Tasks:
(a) Using the biography of Mkamzee Mwatela, answer each question:
(i) Which TV series is she notable for her roles in?
(ii) Which school did she attend for her secondary education?
(iii) During which years was she on stage before joining the State University of New York?
(b) From the biography of Mkamzee Mwatela, write out the passage from "- Born: Mkamzee" to "in theatre arts.".

Source:

- Born: Mkamzee Chao Menyange Mwatela 1982 (age 43–44) Nairobi, Kenya
- Education: Theatre Arts
- Alma mater: State University of New York
- Occupations: Director, Writer, Actor

= Mkamzee Mwatela =

Kenyan actor, writer, and director (born 1982)

Mkamzee Chao Mwatela (born 1982) is a Kenyan director, writer and actor, notable for her roles in the TV series Mali and Stay.

==Early life ==
Mkamzee attended the Nairobi Primary School. She later joined the renowned Moi Nairobi Girls’ School for her secondary education and then on to Saint Mary's for the International Baccalaureate programme. She majored in theatre arts.

After three years on stage (2003 to 2006), she finally joined the State University of New York in Buffalo to study film and theatre.

Data extract:
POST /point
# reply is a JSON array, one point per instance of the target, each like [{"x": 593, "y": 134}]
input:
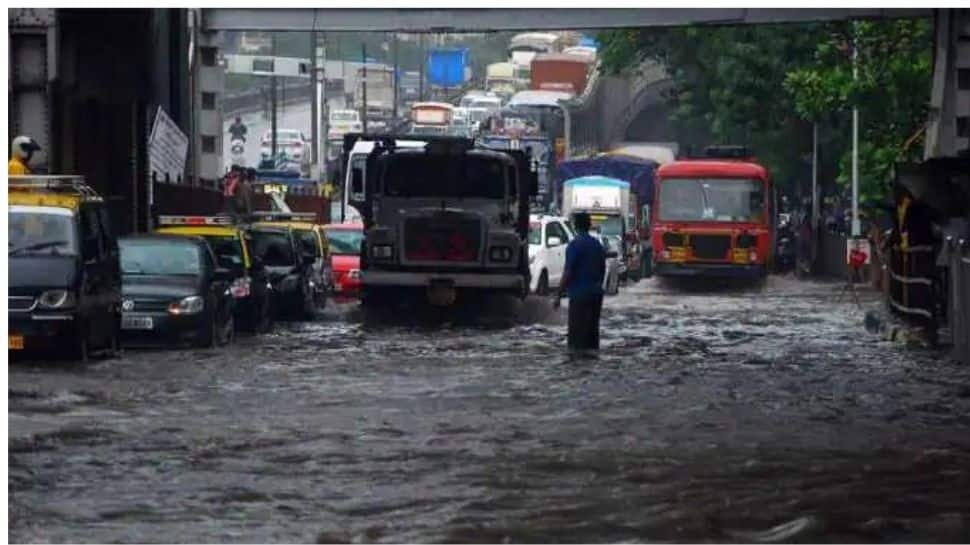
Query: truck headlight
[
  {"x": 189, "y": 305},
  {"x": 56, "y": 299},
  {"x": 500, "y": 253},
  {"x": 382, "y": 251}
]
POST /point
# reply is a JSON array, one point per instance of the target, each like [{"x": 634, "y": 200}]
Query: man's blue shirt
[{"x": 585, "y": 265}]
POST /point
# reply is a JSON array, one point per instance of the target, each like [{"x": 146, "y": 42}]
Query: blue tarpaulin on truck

Written responses:
(a)
(i) Mali and Stay
(ii) Moi Nairobi Girls’ School
(iii) 2003 to 2006

(b)
- Born: Mkamzee Chao Menyange Mwatela 1982 (age 43–44) Nairobi, Kenya
- Education: Theatre Arts
- Alma mater: State University of New York
- Occupations: Director, Writer, Actor

= Mkamzee Mwatela =

Kenyan actor, writer, and director (born 1982)

Mkamzee Chao Mwatela (born 1982) is a Kenyan director, writer and actor, notable for her roles in the TV series Mali and Stay.

==Early life ==
Mkamzee attended the Nairobi Primary School. She later joined the renowned Moi Nairobi Girls’ School for her secondary education and then on to Saint Mary's for the International Baccalaureate programme. She majored in theatre arts.